| TEKS BACAAN |
★ ★ ★

Singkep dot Com :: Artikel ::

Ekosistem Perkotaan

 

Oleh Firdaus LN

Periset Doktoral pada Centre de Coopération Internationale en Recherche Agronomique pour le Développement (CIRAD) de Montpellier-Prancis

dan Staf Divisi Agroekologis Pusat Penelitian Industri dan Perkotaan (PPIP)

Universitas Riau

 

EKOSISTEM PERKOTAAN (Urban Ecosystem) dalam perkembangan terkini seakan telah berkembang menjadi “New frontier” untuk kepentingan sains dan pendidikan. Para pakar managemen perkotaan berpendapat bahwa hal demikian itu disebabkan karena semakin meningkatnya kesadaran terhadap tuntutan kehidupan di perkotaan yang lebih nyaman atau ‘sustainable” secara ekologis. Sejak 1995 misalnya, Dewan Riset Lingkungan Alamiah Inggris (U.K.’s  Natural Environment Research Council), Kementerian Ferderal Jerman untuk Pendidikan, Sains, Riset dan Teknologi (Germany’s Federal Ministry for Education, Science, Research and Technology), serta Yayasan Sains Nasional Amerika Serikat (U.S. National Science Foundation) telah mendanai kajian-kajian yang diarahkan  pada Ekosistem Perkotaan dengan penekanan pada riset koolaboratif yang melibatkan para ilmuan ekologi, fisika dan sosial. Lebih jauh dari itu, penekanannya tidak hanya dalam hal pengembangan pengetahuan oleh dan untuk ilmuan itu sendiri, namun juga secara simultan terhadap masalah bagaimana mengembangkan pemahaman masyarakat perkotaan terhadap segmen-segmen publik.

★ ★ ★

| KETENTUAN TUGAS 1 |
Sebutkan semua bidang ilmuwan yang dilibatkan dalam riset kolaboratif menurut teks bacaan tentang ekosistem perkotaan.
| KETENTUAN TUGAS 2 |
Menurut teks bacaan tentang ekosistem perkotaan, sejak tahun berapa kajian ekosistem perkotaan didanai oleh lembaga-lembaga dari Inggris, Jerman, dan Amerika Serikat?
| KETENTUAN TUGAS 3 |
Teruskan tulisan tentang ekosistem perkotaan itu, mulai dari kalimat terakhirnya.

★ ★ ★

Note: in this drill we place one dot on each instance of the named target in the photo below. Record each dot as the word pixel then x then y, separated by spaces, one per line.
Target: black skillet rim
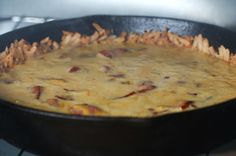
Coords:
pixel 10 105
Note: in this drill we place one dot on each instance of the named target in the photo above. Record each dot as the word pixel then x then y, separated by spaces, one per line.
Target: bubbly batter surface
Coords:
pixel 120 79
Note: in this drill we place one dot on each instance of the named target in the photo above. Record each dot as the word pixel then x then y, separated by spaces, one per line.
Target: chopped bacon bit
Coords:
pixel 75 111
pixel 7 81
pixel 146 85
pixel 143 89
pixel 64 55
pixel 147 88
pixel 52 78
pixel 74 69
pixel 105 69
pixel 54 102
pixel 113 52
pixel 65 97
pixel 125 82
pixel 69 90
pixel 127 95
pixel 181 82
pixel 186 104
pixel 117 75
pixel 119 51
pixel 106 53
pixel 37 90
pixel 92 109
pixel 193 94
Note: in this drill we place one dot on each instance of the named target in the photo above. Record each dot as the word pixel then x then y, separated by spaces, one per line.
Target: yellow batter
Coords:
pixel 137 80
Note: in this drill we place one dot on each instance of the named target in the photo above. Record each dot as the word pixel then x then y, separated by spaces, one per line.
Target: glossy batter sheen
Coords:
pixel 182 79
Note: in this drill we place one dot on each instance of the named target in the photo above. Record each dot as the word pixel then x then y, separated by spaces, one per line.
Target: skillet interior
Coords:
pixel 185 133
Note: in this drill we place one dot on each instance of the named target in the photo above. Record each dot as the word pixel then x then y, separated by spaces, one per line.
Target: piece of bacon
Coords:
pixel 37 90
pixel 143 87
pixel 74 69
pixel 105 69
pixel 113 52
pixel 117 75
pixel 186 104
pixel 54 102
pixel 65 97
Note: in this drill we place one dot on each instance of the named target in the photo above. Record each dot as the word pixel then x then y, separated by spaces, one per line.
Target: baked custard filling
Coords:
pixel 118 78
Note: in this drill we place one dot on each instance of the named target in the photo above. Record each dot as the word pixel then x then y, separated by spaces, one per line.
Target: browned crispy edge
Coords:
pixel 19 51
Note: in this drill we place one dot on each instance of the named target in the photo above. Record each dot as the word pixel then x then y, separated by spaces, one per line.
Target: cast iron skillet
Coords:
pixel 184 133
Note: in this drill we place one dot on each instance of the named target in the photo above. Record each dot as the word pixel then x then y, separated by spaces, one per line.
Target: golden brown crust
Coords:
pixel 19 51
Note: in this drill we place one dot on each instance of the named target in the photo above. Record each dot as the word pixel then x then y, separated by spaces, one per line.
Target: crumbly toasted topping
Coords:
pixel 19 51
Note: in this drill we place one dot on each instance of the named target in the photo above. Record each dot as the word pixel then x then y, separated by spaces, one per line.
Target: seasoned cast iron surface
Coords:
pixel 185 133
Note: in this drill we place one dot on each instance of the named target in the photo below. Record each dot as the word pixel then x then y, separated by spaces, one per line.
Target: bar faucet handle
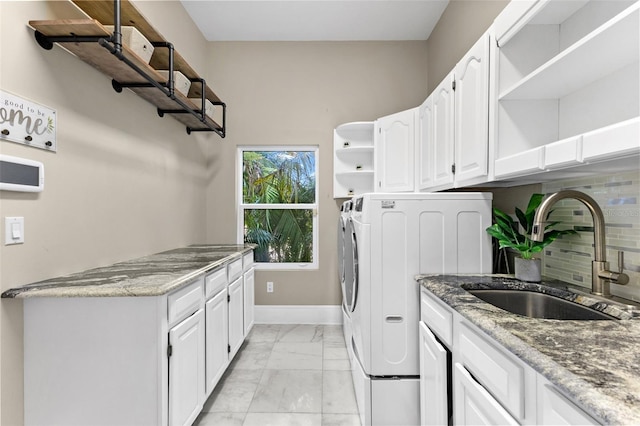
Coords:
pixel 620 261
pixel 622 278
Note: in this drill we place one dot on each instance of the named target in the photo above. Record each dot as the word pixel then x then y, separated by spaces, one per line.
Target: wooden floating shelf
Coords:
pixel 102 13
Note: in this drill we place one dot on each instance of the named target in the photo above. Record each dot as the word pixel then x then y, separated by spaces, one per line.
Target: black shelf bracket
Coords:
pixel 114 45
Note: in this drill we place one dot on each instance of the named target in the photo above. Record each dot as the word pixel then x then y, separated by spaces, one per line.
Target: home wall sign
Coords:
pixel 26 122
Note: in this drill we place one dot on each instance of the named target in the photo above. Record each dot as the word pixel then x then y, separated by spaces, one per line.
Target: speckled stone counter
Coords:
pixel 152 275
pixel 596 363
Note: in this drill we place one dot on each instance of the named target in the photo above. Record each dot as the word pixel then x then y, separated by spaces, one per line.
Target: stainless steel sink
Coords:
pixel 538 305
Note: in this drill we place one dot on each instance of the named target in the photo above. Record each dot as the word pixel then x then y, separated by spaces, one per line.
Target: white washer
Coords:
pixel 395 237
pixel 345 270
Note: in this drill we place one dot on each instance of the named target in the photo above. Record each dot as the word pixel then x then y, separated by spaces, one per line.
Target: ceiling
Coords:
pixel 315 20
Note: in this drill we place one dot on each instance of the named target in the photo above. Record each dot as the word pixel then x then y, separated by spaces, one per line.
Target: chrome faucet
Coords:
pixel 601 276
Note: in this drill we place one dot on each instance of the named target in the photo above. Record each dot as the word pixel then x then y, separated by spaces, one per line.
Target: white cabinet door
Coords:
pixel 394 148
pixel 249 290
pixel 424 144
pixel 473 405
pixel 443 133
pixel 433 379
pixel 472 112
pixel 236 317
pixel 186 370
pixel 217 338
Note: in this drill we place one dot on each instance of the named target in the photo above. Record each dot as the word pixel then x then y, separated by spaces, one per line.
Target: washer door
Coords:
pixel 350 267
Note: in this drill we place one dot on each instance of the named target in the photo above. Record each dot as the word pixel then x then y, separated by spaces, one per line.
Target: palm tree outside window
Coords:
pixel 277 194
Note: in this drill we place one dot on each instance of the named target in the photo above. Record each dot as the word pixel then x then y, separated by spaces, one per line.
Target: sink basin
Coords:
pixel 538 305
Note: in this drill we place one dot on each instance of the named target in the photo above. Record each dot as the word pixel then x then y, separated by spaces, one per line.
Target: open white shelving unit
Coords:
pixel 353 153
pixel 567 86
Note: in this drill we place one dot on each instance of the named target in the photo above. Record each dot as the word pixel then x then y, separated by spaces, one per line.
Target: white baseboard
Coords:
pixel 298 314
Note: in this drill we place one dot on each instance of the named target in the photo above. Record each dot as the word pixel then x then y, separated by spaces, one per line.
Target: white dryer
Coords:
pixel 394 238
pixel 345 269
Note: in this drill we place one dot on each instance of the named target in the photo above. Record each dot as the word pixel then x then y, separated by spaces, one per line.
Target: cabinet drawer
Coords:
pixel 185 301
pixel 215 281
pixel 234 270
pixel 437 317
pixel 247 261
pixel 501 375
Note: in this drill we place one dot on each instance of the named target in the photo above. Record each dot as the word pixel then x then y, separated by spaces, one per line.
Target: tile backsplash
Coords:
pixel 569 258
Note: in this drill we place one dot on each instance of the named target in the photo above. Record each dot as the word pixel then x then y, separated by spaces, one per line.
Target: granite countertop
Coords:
pixel 151 275
pixel 593 362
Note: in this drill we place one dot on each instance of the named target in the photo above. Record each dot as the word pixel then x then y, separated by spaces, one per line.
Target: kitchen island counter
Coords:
pixel 152 275
pixel 594 363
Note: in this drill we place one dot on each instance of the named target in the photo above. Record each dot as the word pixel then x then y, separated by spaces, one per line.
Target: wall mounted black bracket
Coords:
pixel 113 44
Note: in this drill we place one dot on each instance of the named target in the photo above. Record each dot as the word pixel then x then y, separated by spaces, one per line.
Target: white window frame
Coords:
pixel 241 206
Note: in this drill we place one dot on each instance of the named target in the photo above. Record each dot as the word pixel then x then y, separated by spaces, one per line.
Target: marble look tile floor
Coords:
pixel 286 375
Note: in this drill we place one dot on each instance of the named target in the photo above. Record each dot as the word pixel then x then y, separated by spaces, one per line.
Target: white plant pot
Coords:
pixel 529 270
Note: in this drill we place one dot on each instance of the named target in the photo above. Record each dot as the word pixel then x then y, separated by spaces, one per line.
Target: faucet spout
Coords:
pixel 543 211
pixel 601 276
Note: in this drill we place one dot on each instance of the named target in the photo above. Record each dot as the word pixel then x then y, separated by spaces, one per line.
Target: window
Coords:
pixel 278 205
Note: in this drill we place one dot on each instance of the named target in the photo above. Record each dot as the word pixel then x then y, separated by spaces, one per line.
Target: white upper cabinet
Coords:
pixel 353 159
pixel 567 86
pixel 443 133
pixel 394 152
pixel 453 124
pixel 424 145
pixel 472 113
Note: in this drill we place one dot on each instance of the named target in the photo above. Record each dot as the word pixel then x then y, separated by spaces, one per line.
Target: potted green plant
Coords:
pixel 507 232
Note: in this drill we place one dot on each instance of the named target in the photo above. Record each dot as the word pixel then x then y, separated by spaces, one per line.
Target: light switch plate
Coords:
pixel 13 230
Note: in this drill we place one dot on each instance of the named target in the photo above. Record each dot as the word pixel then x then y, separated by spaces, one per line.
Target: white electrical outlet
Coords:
pixel 13 230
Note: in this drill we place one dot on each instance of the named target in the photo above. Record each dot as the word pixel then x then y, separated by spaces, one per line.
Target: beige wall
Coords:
pixel 124 182
pixel 459 27
pixel 297 93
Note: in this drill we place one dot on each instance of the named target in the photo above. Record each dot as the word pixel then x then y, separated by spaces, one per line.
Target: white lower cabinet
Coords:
pixel 490 385
pixel 110 361
pixel 473 405
pixel 186 369
pixel 236 317
pixel 217 326
pixel 249 296
pixel 434 386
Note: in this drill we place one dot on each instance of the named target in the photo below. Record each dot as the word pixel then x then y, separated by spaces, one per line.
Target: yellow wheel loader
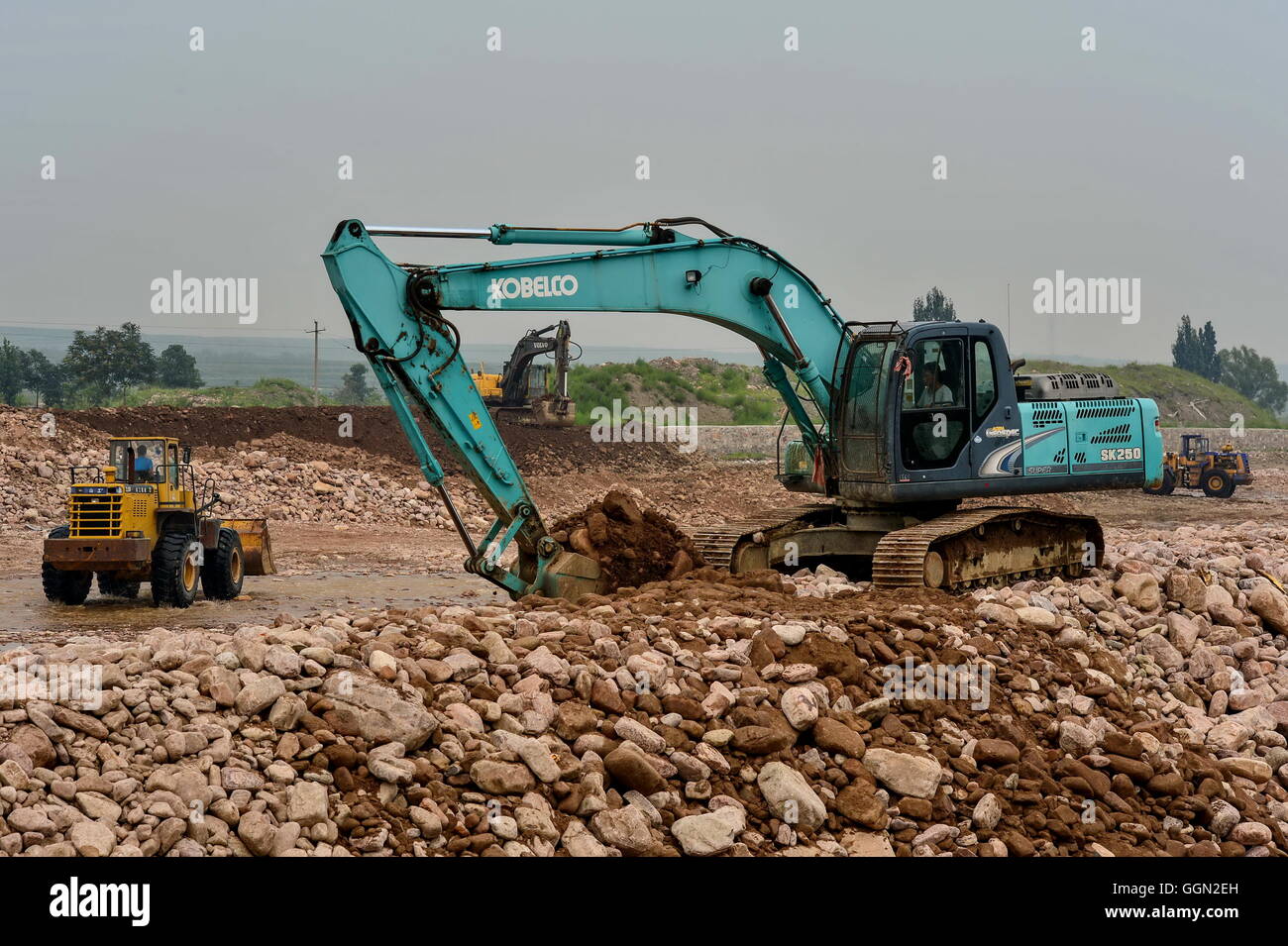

★ ★ ★

| HASIL TUGAS 1 |
Ekologi, fisika, dan sosial.

| HASIL TUGAS 2 |
Sejak tahun 1995.

| HASIL TUGAS 3 |
Untuk menciptakan suatu ekosistem perkotaan yang sustainable dalam artian dinamis, nyaman dan berbudaya (tertib dan teratur), maka pemahaman masyarakat perkotaan (urban society) terhadap bagaimana sebuah kota bekerja sebagai sistem ekologis merupakan conditio sine qua non. Pemahaman terhadap anasir ini akan membawa masyarakat perkotaan dapat mengendalilan titik singgung penting antara aksi manusia dengan kualitas lingkungan hidup perkotaan. Yang terakhir ini sebetulnya justru banyak dituntut oleh masyarakat perkotaan itu sendiri, semisal menuntut tersedianya infrastruktur perkotaan yang baik, lingkungan yang bersih, segar dan nyaman. Namun pada lain tuntutan ini tidak diiringi oleh keasaran dalam merawat fasilitas publik. Mereka sendiri yang seringkali  merusak titik-titik punca penentu keseimbangan  ekosistem perkotaan. Membuang sampah semaunya, mengantit telpon umum, kencing sesuka hati sehingga menimbulkan bau pesing, melanggar rambu-rambu lalu-lintas, naik dan turun dari Bus umum tidak pada halte yang telah ditentukan, aksi corat-coret dinding perkantoran (Vandalisme),  berjualan ditempat yang semaunya merupakan sejumlah contoh yang dapat kita amati dalam keseharian hiruk-pikuk kehidupan masyarakat  di kota-kota besar Nusantara Indonesia, termasuk lah Pekanbaru.

 

Pada dataran ini, penekanan implementasi paradigma holistik dalam managemen perkotaan menjadi krusial bagi upaya mengubah cara pandang (visi) masyarakat perkotaan terhadap lingkungan dimana dia hidup dan bernak-pinak. Sikap masa bodoh (apatis) masyarakat perkotaan  di kota-kota besar merupakan bukti sekaligus biang keladi yang mengusik komponen-komponen ekosistem perkotaan sehingga tidak  bekerja sebagaimana mestinya.  Mestilah diakui bahwa perhatian yang diarahkan kepada pendidikan masyarakat perkotaan tentang ekosistem perkotaan masih sangat minim, padahal ianya penting bagi upaya membangkitkan kesadaran masyarakat perkotaan yang akan membawa publik perkotaan kepada perilaku yang berbudaya. Hal ini bermakna bahwa menempatkan riset integratif lintas disiplin (ekologi, pendidikan, ekonomi, anthropologi, sosiologi dan geografi) dalam ekosistem perkotaan serta peningkatan kesadaran masyarakat kota terhadap konsep ekosistem perkotaan bagaikan dua sisi sekeping mata uang logam dalam managemen perkotaan.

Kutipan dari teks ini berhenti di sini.